_Brief_: Quote the entries word for word. Omit the pictures.

Image location labeling entries:
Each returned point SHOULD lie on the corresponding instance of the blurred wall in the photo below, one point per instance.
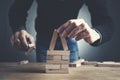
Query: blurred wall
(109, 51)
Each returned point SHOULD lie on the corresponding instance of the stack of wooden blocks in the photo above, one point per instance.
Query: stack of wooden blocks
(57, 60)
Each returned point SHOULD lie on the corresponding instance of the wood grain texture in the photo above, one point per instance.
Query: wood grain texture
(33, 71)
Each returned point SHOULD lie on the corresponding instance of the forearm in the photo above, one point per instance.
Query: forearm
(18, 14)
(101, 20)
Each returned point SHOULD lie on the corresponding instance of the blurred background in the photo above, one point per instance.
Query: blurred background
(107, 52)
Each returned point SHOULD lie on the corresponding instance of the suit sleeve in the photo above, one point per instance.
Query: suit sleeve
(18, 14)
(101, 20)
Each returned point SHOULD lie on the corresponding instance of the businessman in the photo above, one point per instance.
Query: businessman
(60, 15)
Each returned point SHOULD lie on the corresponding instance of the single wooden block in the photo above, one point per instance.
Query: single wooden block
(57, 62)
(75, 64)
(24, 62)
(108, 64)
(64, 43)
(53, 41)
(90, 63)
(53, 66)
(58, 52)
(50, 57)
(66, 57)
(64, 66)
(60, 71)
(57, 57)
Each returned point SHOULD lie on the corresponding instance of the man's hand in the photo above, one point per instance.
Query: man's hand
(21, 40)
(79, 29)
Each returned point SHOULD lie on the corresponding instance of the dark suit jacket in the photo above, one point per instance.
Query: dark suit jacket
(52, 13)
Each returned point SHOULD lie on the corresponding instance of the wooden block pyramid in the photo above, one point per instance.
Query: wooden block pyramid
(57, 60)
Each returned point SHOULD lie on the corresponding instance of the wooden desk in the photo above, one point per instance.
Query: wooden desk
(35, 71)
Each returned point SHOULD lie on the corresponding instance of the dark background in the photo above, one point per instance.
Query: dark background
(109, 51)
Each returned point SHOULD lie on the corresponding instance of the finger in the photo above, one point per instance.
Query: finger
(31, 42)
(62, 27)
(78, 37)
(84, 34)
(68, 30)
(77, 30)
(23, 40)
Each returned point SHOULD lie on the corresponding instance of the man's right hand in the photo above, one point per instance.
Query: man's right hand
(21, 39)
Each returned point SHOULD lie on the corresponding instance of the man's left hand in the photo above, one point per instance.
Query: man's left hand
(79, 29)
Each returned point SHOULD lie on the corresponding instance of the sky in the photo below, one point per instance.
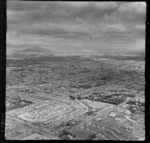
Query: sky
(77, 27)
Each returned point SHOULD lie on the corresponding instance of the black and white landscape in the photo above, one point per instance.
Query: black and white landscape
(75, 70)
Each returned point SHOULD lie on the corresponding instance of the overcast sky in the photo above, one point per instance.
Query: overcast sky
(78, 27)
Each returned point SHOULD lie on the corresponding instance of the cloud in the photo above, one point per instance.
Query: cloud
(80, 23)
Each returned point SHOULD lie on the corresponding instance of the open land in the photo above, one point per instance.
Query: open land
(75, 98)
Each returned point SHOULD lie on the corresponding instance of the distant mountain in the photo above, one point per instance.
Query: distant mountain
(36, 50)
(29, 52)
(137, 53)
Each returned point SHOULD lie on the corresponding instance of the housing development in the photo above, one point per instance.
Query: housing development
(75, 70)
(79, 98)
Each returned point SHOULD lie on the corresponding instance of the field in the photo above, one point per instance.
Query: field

_Output for this task_:
Each returned point SHOULD lie on the corresponding instance of the blurred wall in the photo below, one point per instance.
Query: blurred wall
(109, 51)
Each returned point SHOULD lie on the corresponding instance of the stack of wooden blocks in the photo above, one point per instance.
Query: stack of wooden blocks
(57, 60)
Each returned point SHOULD lie on the corresponding instance of the wood grain texture in the photo above, one point per instance.
Query: wood grain texture
(33, 71)
Each returned point SHOULD lie on the corresponding instance of the forearm in the photo above, one point per instance.
Query: forearm
(18, 14)
(101, 20)
Each returned point SHOULD lie on the corresponding instance of the blurred background in the photo above, one point per instance.
Query: blurred background
(107, 52)
Each returned point SHOULD lie on the corresponding instance of the suit sleeve in the photo above, one point per instance.
Query: suit sleeve
(18, 14)
(101, 20)
Each returned point SHOULD lie on the corresponding instance of the businessman in the photo above, one point per instance.
Query: businessman
(60, 15)
Each returned point SHOULD lie on the corresponding instance of the single wooden block in the photo above, one point per instance.
Query: single wooden block
(57, 62)
(75, 64)
(24, 62)
(108, 64)
(64, 43)
(53, 41)
(90, 63)
(53, 66)
(58, 52)
(50, 57)
(66, 57)
(64, 66)
(60, 71)
(57, 57)
Each returned point SHOULD lie on the corresponding instance of the man's hand in the photo above, one point per instance.
Query: man's hand
(21, 40)
(79, 29)
Each returned point SHOULD lie on the corresponding instance of the dark suit jacket in the photo above, one point per instance.
Query: dark suit jacket
(52, 13)
Each returned point SHOULD lie on the corresponding instance of the wooden block pyramid in the photo above, one point per instance.
Query: wooden block pyramid
(57, 60)
Each returned point SHOULD lie on the corresponding instance of the wooden desk in the photo above, one point per instance.
Query: wooden desk
(35, 71)
Each returned point SHOULD lie on the corresponding instance of the dark background in the photo above, one point per instance.
Query: dark background
(109, 51)
Each returned point SHOULD lie on the corresponding instance of the finger in the photo above, one point per instance.
Query: finger
(31, 42)
(62, 27)
(78, 37)
(84, 34)
(68, 30)
(77, 30)
(23, 40)
Each returned point SHOULD lie on the corresponding instance of the man's right hand in the photo above, one point per instance.
Query: man's right hand
(21, 39)
Each returned point SHOULD lie on the corresponding instance of the man's left hand in the photo above, one point per instance.
Query: man's left hand
(79, 29)
Each returned point SHOULD lie on the corresponding instance of the sky in the photo below, one point per instance.
Query: sky
(77, 27)
Each returned point SHOULD lie on the corresponding instance of the black and white landscape in the photo above, one point per instance.
Query: black and white landscape
(75, 70)
Each returned point SHOULD lie on the corresponding instance of the overcast sky in the photo above, one point per instance.
Query: overcast sky
(78, 27)
Each returned point SHOULD lie on the corresponding instance of the cloud in the photo above, one point per instance.
Query: cloud
(80, 23)
Each returned point SHOULD lie on the corresponding instance of the open land in the photo above, one point per instance.
Query: open land
(75, 98)
Each returned point SHOULD lie on the corresponding instance of the distant mountain in the photo above, one point per instance.
Query: distant mountain
(36, 50)
(29, 52)
(137, 53)
Each returned point SHOULD lie on the corresponding instance of the housing development in the photo above, one point per instance.
Query: housing development
(75, 70)
(79, 98)
Each returned point SHOULD lie on the corresponding instance of the field in the photo above, one point per instance.
Query: field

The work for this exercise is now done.